**Exercise objective**
Can you quote exactly the stretch of lines from the one with "Target: white sock" through the final line of the material, both ends included?
**** Records shown
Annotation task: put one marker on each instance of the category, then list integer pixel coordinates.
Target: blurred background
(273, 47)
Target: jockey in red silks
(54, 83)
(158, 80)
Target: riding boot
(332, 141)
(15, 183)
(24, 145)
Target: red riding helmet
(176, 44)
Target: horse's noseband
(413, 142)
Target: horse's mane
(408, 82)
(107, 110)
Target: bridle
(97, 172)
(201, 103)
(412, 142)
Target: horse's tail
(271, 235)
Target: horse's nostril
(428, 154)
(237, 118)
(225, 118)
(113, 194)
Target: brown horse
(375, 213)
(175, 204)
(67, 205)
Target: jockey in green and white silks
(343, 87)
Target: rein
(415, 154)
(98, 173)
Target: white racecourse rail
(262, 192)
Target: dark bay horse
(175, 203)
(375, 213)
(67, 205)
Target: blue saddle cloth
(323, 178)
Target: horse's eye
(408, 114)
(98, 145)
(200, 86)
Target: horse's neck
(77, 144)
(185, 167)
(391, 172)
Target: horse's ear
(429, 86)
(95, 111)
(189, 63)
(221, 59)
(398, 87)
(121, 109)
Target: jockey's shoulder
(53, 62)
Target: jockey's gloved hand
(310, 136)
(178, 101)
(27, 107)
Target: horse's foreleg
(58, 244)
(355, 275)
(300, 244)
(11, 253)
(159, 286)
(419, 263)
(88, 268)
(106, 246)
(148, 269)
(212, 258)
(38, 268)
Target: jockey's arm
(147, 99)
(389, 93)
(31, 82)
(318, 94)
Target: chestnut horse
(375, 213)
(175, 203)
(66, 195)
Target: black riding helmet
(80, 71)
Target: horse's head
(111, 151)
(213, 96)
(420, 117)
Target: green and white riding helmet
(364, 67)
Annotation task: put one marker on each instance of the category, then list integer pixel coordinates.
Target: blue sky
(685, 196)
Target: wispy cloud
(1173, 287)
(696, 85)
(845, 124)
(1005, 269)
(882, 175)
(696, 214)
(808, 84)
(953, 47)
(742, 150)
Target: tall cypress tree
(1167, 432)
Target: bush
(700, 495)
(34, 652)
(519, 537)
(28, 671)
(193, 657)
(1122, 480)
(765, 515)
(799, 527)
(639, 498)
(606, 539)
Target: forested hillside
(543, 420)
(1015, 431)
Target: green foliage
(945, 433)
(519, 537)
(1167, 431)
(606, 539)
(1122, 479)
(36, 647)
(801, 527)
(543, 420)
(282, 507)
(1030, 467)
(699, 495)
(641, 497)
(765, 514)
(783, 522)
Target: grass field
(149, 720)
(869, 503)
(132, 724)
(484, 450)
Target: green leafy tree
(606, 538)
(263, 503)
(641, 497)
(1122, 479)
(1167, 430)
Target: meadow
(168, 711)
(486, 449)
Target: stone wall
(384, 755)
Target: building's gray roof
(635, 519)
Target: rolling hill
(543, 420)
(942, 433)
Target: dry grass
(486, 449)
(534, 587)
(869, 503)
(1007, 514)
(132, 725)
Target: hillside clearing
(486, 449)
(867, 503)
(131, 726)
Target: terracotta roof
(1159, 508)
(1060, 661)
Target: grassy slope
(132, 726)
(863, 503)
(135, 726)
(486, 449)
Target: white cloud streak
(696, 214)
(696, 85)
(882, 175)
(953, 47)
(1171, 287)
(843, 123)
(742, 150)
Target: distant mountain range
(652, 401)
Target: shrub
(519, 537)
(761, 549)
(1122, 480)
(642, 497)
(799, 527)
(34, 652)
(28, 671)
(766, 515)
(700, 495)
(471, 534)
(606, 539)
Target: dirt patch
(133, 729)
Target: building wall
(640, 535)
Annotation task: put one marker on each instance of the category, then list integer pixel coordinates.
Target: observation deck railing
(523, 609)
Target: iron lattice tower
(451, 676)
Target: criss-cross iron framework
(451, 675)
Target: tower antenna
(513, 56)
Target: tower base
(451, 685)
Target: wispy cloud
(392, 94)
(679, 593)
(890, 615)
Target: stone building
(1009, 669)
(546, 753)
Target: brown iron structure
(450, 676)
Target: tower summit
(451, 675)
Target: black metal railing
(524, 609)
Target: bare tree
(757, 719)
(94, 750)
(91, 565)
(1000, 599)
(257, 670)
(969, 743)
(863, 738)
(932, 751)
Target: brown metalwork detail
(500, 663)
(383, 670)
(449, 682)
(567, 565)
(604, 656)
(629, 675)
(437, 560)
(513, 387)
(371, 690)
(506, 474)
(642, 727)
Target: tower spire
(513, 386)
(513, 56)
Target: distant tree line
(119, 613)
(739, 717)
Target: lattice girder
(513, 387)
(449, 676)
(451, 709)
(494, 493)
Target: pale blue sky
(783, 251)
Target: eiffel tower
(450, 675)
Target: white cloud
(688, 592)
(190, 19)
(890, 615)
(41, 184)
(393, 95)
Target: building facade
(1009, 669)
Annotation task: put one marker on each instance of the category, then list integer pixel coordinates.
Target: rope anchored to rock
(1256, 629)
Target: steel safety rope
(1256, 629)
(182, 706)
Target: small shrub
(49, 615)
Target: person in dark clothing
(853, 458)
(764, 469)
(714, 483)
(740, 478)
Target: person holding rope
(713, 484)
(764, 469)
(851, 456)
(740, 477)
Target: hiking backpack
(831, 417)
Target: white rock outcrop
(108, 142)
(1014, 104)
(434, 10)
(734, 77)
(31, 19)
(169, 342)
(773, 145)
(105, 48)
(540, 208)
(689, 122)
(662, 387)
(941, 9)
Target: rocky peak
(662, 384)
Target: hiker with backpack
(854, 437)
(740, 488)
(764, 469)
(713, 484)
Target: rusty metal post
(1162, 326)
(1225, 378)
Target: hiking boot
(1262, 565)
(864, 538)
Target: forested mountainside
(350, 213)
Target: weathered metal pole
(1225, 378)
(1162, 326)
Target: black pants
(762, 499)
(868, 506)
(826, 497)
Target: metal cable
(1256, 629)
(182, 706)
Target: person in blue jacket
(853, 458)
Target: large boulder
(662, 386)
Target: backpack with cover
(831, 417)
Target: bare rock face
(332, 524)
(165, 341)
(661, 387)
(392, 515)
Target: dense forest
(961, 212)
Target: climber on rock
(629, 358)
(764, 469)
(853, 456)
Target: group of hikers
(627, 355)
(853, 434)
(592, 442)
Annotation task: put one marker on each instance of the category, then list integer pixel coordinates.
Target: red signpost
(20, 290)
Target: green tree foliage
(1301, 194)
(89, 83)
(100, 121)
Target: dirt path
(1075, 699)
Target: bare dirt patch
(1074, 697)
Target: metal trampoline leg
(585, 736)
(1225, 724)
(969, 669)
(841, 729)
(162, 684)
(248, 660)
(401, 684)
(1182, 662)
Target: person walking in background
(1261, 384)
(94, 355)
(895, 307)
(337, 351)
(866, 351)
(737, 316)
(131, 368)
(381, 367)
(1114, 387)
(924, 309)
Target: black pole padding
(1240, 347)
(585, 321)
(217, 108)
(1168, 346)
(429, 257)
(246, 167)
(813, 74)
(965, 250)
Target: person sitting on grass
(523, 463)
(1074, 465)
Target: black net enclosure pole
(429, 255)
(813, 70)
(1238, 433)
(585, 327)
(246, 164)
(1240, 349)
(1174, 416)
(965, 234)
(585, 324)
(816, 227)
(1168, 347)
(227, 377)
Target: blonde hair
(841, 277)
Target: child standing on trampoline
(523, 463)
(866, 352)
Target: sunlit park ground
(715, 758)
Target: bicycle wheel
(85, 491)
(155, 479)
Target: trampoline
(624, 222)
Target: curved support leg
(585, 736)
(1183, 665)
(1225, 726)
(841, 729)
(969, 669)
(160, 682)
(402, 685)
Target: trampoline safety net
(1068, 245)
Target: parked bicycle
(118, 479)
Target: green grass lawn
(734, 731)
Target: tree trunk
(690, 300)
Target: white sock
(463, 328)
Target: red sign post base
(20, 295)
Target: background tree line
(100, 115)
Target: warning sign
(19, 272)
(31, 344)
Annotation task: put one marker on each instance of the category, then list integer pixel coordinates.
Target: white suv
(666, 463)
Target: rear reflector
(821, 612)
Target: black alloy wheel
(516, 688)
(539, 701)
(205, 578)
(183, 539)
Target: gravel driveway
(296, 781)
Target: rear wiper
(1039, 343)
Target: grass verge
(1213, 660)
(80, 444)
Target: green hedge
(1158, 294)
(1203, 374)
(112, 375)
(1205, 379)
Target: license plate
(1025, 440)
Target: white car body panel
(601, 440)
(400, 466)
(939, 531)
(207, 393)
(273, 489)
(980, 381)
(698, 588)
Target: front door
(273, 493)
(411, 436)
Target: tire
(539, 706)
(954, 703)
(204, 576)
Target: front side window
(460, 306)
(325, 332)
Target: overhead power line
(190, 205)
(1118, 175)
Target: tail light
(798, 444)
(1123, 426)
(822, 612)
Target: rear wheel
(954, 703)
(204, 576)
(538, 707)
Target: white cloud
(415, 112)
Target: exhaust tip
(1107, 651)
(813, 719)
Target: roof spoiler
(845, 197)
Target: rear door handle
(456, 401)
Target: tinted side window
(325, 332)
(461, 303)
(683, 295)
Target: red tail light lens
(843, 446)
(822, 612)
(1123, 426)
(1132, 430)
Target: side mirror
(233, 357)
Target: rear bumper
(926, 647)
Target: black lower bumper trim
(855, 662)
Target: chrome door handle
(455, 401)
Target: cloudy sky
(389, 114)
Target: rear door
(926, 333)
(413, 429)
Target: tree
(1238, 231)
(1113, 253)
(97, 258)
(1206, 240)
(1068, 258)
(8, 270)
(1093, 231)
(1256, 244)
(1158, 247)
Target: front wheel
********
**Exercise output**
Target: white sock
(463, 328)
Target: red sign post base
(20, 295)
Target: background tree line
(100, 115)
Target: warning sign
(19, 272)
(31, 344)
Annotation task: put one marker on each instance of the category, then list integer pixel coordinates.
Target: white suv
(666, 463)
Target: rear reflector
(821, 612)
Target: black alloy wheel
(516, 688)
(539, 701)
(205, 578)
(183, 539)
Target: gravel driveway
(296, 781)
Target: rear wiper
(1039, 343)
Target: grass verge
(1213, 660)
(80, 444)
Target: green hedge
(1158, 294)
(1203, 374)
(112, 375)
(1205, 379)
Target: license plate
(1025, 440)
Target: white car body panel
(601, 440)
(400, 466)
(939, 531)
(207, 393)
(273, 489)
(980, 381)
(698, 588)
Target: front door
(273, 493)
(411, 436)
Target: tire
(539, 706)
(954, 703)
(204, 576)
Target: front side window
(460, 306)
(325, 332)
Target: overhead power line
(190, 205)
(1118, 175)
Target: tail light
(798, 444)
(1123, 426)
(822, 612)
Target: rear wheel
(954, 703)
(204, 576)
(538, 707)
Target: white cloud
(415, 112)
Target: exhaust tip
(1107, 651)
(813, 719)
Target: roof spoiler
(845, 197)
Target: rear door handle
(456, 401)
Target: tinted side window
(325, 332)
(461, 303)
(683, 295)
Target: red tail light lens
(843, 446)
(822, 612)
(1123, 426)
(1132, 430)
Target: side mirror
(233, 357)
Target: rear bumper
(926, 647)
Target: black lower bumper trim
(855, 662)
Target: chrome door handle
(455, 401)
Target: cloudy sky
(389, 114)
Target: rear door
(926, 333)
(413, 429)
Target: tree
(1238, 231)
(1113, 253)
(97, 258)
(1206, 240)
(1068, 258)
(8, 270)
(1093, 231)
(1256, 244)
(1158, 247)
Target: front wheel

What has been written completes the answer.